QUESTIONS TO ANSWER.
**a.** Reproduce the passage on Israeli actions against Palestinians, beginning at the words that contain "During those 24" and stopping after "and bulldozed crops.", substituting "trawlers" for "fishing boats".
**b.** For each statement below, state whether the passage on Israeli actions against Palestinians supports it: (i) Radio New Zealand News briefly reported Israeli air strikes on Gaza; (ii) Israeli soldiers abducted three 16-year-old Palestinian boys; (iii) settlers set fire to a house. Give yes or no for each, with the deciding words quoted from the passage.
SOURCE TEXT START
The West's selective concern for civilians
In the 24 hours to 8am, 22 March 2011, Israeli soldiers beat up and hospitalised a 12-year-old Palestinian boy and
injured a total of eight children in air strikes and other violence. New Zealand Television News channels ignored these
horrors and Radio New Zealand News briefly announced that Israel was making air strikes on Gaza and made no further
mention of them.
During those 24 hours Israeli soldiers also abducted two 16-year-old Palestinian boys. In addition, the Israeli Navy
opened fire on Palestinian fishing boats, Gaza homes came under fire as Israeli forces invaded and bulldozed crops.
Meanwhile, settler terrorists set fire to a house, damaged Palestinian fruit trees and opened fire on a funeral
procession. Palestinians endured raids and/or home invasions in a refugee camp and 11 towns and villages. There were 9
air strikes, 5 attacks, 23 raids including home invasions, 25 Palestinians injured, 5 Palestinians taken prisoner, 13
detained and 83 restrictions of movement forced on Palestinians in their own land.
SOURCE TEXT END
DATA PROVIDED START
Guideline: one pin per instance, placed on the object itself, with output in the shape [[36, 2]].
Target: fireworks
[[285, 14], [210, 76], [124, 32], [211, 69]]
DATA PROVIDED END
RESULTS IN ORDER.
**a.**
During those 24 hours Israeli soldiers also abducted two 16-year-old Palestinian boys. In addition, the Israeli Navy
opened fire on Palestinian trawlers, Gaza homes came under fire as Israeli forces invaded and bulldozed crops.

**b.**
(i) Yes: "Radio New Zealand News briefly announced that Israel was making air strikes on Gaza"
(ii) No: "Israeli soldiers also abducted two 16-year-old Palestinian boys"
(iii) Yes: "settler terrorists set fire to a house"